§ **WHAT THE TASK ASKS**:
Format the entries below as a numbered list, omitting any blank lines and leaving the pictures out of the result.

§ **ENTRIES SHOWN**:

•••

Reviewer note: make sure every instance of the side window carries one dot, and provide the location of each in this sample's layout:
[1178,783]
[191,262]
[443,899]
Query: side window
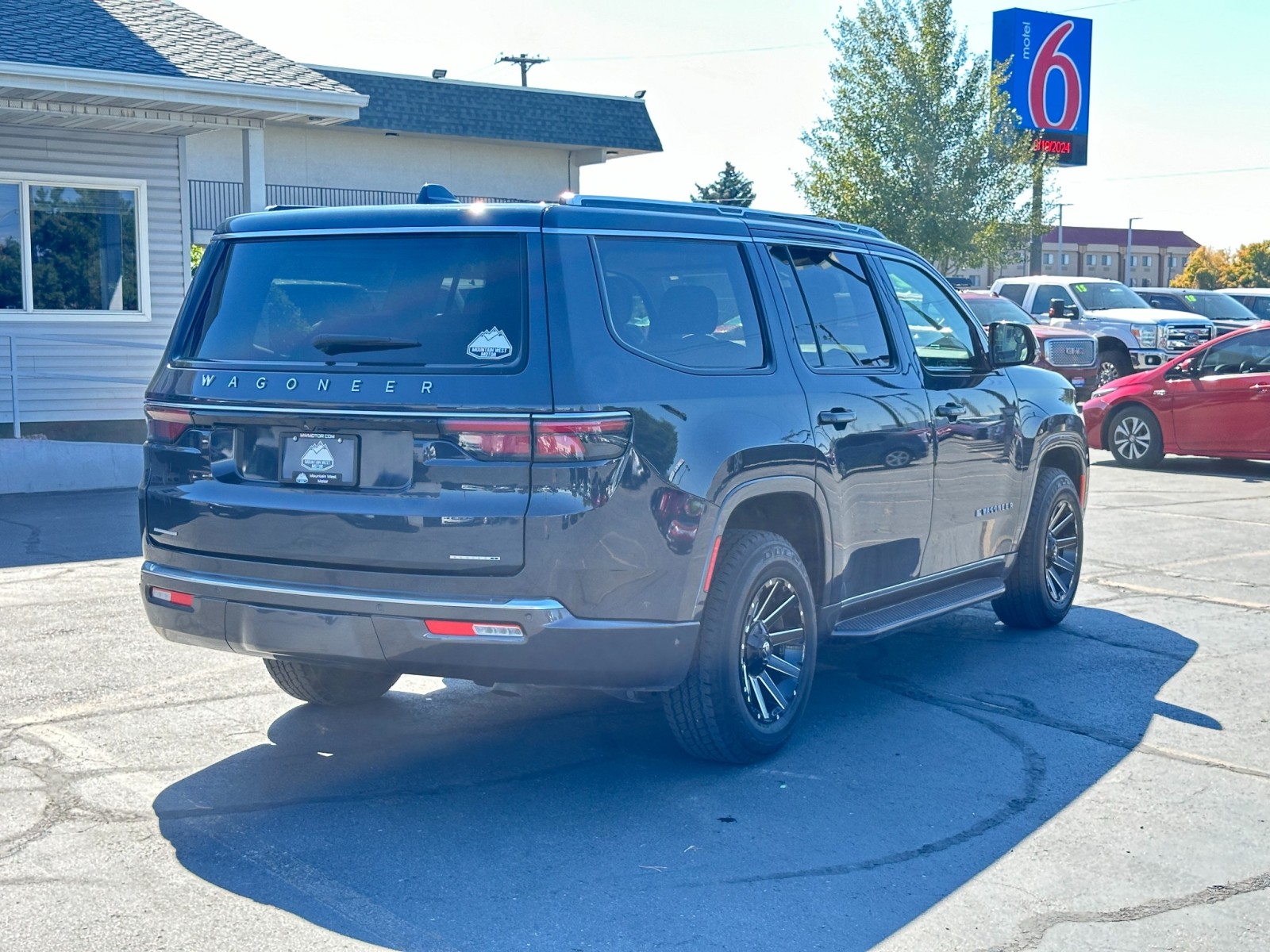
[945,338]
[1047,292]
[1248,353]
[1165,302]
[836,314]
[1015,292]
[681,301]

•••

§ **RESULT FOR THIS EXERCISE**:
1. Reviewer note: make sure every instance of the side window carries one dot, and provide the location of each in this sample's layout:
2. [1178,783]
3. [191,262]
4. [443,899]
5. Query: side window
6. [945,338]
7. [1047,292]
8. [1248,353]
9. [1165,302]
10. [836,314]
11. [1015,292]
12. [681,301]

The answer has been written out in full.